İLİM İMAN ETTİRİR

İLİM İMAN ETTİRİR

Bir san’at eseri, mamül madde, bir yapıt gördüğümüzde onun ustasını, mucidini veya sahibini sorup, öğrenme ihtiyacı duyarız; merak ederiz. Övgü için de olsa, eleştiri için de olsa bu durum değişmez. Bu his ve ihtiyaç insanlar olarak bizim genlerimizde, fıtratımızda mevcuttur ve de doğaldır.

Bunun iki anlamı vardır: “her eserin bir müessiri, ustası mevcuttur” bu bir; ikincisi ise yapılan bir işi, bir eseri övmek ya da yermek, beğenmek veya beğenmemek en tabii hakkımızdır. İnsanlar olarak yaşadığımız belde veya bölge sınırlıdır, küçüktür; ama evren dediğimiz dünya hakikaten “uçsuz-bucaksız” tabirinde de ifade edildiği gibi ilginçtir ve geniştir. Ve bu dünya üzerinde mucidi, ustası olmayan bir nesne bulmak mümkün değildir. Bu demektir ki, hiç bir şey kendi kendine olmuyor, olması da mümkün gözükmüyor. Varlıkları, olayları, yaşanan hadiseleri “tesadüf” denilen asılsız ve sihirsiz kelimeyle de izah etmek, ya da buna cür’et etmek doğru değildir, aklî olamaz.
========
> _Yazılı Alıştırma A_:
Kayıtlarda "target: yellow stem" ifadesini içeren satırdan başlayıp "171 150 L 172" ifadesini içeren satırla biten bölümü, iki uç satır da dahil olmak üzere, hiçbir değişiklik yapmadan yeniden yazın.
Yazı ile kayıtlar birbirinden bağımsız iki ayrı malzemedir.
========
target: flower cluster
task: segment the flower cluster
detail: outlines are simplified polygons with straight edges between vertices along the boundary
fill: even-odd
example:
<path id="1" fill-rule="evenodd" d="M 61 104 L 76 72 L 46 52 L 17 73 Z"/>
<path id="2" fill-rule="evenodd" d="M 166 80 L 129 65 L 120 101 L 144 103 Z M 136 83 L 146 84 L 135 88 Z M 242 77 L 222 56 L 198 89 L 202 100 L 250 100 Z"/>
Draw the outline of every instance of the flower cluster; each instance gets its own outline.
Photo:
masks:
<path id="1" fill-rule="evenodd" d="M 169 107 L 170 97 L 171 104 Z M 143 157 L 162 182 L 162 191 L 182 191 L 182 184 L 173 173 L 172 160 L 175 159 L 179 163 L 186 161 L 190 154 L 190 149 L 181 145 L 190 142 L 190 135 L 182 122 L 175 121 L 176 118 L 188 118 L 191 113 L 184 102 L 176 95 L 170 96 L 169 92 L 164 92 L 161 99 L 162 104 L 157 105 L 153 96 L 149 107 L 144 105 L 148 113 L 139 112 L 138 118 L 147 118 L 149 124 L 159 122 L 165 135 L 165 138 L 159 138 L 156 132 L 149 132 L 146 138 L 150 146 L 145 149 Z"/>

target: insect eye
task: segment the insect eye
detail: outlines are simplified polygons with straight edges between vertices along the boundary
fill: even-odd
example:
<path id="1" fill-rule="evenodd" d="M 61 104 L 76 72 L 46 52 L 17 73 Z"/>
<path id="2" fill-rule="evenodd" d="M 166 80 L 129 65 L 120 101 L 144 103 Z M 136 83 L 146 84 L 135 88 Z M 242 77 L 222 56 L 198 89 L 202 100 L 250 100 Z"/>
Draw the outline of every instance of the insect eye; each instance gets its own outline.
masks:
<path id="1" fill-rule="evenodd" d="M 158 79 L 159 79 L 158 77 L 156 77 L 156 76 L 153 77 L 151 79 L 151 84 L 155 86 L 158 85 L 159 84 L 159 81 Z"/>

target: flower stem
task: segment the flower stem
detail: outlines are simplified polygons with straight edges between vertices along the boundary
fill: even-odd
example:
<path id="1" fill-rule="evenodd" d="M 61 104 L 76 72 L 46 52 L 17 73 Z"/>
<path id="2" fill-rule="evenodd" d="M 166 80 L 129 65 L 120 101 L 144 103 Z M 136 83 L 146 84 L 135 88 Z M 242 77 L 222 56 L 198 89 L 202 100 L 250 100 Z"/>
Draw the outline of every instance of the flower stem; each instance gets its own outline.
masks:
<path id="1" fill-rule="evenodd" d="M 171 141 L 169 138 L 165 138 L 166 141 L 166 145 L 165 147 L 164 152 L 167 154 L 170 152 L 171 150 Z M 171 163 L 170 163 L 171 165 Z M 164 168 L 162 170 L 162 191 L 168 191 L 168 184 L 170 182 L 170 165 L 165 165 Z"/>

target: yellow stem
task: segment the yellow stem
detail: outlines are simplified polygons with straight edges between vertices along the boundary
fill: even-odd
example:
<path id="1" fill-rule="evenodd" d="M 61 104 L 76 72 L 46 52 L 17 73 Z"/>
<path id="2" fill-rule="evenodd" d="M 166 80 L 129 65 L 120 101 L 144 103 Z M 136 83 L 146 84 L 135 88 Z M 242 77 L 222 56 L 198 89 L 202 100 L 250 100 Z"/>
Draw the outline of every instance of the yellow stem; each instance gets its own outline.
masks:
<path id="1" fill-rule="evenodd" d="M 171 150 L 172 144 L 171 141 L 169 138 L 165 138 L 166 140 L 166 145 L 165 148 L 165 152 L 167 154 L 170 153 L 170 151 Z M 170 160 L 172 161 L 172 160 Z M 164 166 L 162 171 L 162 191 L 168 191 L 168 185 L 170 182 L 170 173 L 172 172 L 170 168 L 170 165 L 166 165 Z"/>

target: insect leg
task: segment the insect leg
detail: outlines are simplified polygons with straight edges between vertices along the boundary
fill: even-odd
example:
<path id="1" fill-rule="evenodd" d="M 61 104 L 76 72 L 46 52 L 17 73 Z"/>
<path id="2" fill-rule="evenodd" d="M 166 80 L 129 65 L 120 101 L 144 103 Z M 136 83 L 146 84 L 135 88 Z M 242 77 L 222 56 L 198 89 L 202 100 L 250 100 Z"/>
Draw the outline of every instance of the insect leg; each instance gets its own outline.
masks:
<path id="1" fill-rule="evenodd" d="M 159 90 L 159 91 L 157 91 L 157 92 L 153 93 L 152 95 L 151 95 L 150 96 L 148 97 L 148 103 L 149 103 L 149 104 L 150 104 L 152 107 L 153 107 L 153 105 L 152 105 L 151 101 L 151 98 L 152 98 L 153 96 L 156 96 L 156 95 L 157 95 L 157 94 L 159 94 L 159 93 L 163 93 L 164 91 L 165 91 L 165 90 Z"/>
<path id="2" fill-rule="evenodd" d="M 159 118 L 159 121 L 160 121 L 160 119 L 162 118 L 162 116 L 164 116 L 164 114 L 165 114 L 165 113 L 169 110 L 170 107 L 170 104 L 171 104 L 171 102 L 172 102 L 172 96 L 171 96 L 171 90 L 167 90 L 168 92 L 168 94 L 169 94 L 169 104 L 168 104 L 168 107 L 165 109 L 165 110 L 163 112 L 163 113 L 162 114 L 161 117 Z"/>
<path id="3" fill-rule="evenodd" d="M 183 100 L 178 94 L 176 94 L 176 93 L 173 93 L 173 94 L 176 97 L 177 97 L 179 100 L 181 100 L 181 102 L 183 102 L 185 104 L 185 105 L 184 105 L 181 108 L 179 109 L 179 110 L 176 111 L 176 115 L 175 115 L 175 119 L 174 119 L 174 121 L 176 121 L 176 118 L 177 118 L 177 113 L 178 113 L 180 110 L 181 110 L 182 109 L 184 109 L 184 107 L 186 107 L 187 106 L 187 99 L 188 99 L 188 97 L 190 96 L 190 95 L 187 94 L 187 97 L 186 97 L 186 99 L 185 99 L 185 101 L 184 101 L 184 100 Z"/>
========
> _Yazılı Alıştırma B_:
İlmin iman ettirdiğini anlatan yazıyı, son cümlesinden sonra devam ettirin.

> _Görev Sonucu A_:
target: yellow stem
task: segment the yellow stem
detail: outlines are simplified polygons with straight edges between vertices along the boundary
fill: even-odd
example:
<path id="1" fill-rule="evenodd" d="M 61 104 L 76 72 L 46 52 L 17 73 Z"/>
<path id="2" fill-rule="evenodd" d="M 166 80 L 129 65 L 120 101 L 144 103 Z M 136 83 L 146 84 L 135 88 Z M 242 77 L 222 56 L 198 89 L 202 100 L 250 100 Z"/>
Draw the outline of every instance of the yellow stem; each instance gets its own outline.
masks:
<path id="1" fill-rule="evenodd" d="M 171 150 L 172 144 L 171 141 L 169 138 L 165 138 L 166 140 L 166 145 L 165 148 L 165 152 L 167 154 L 170 153 L 170 151 Z M 170 160 L 172 161 L 172 160 Z M 164 166 L 162 171 L 162 191 L 168 191 L 168 185 L 170 182 L 170 173 L 172 172 L 170 168 L 170 165 L 166 165 Z"/>

> _Görev Sonucu B_:
Meselâ deniz bilimci oşinograflar, denizlerdeki kendine mahsus kural ve kaideleri, oradaki canlıların var olma, beslenme ve yaşama şartlarını, okyanuslardaki akıllara durgunluk veren hikmet ve gizemleri enine-boyuna araştırıyorlar, sır dolu bilgilere sahip oluyorlar ve hadiseleri ibretle görüyorlar.

Uzay ve gök bilimi ile meşgul olan insanlar, astrologlar güneşin, ay’ın, yıldızların, galaksilerin ve diğer uzay varlıklarının hareketlerini, konumlarını, durumlarını, inceliklerini araştırıyorlar; harikulade bilgilere vakıf oluyorlar. Gece ile gündüzün, mevsimlerin aşmadan, şaşmadan, bir kılavuza veya rehbere ihtiyaç duymadan düzenli ve intizamlı bir şekilde birbirlerini takip etmelerini hayretle görüyorlar.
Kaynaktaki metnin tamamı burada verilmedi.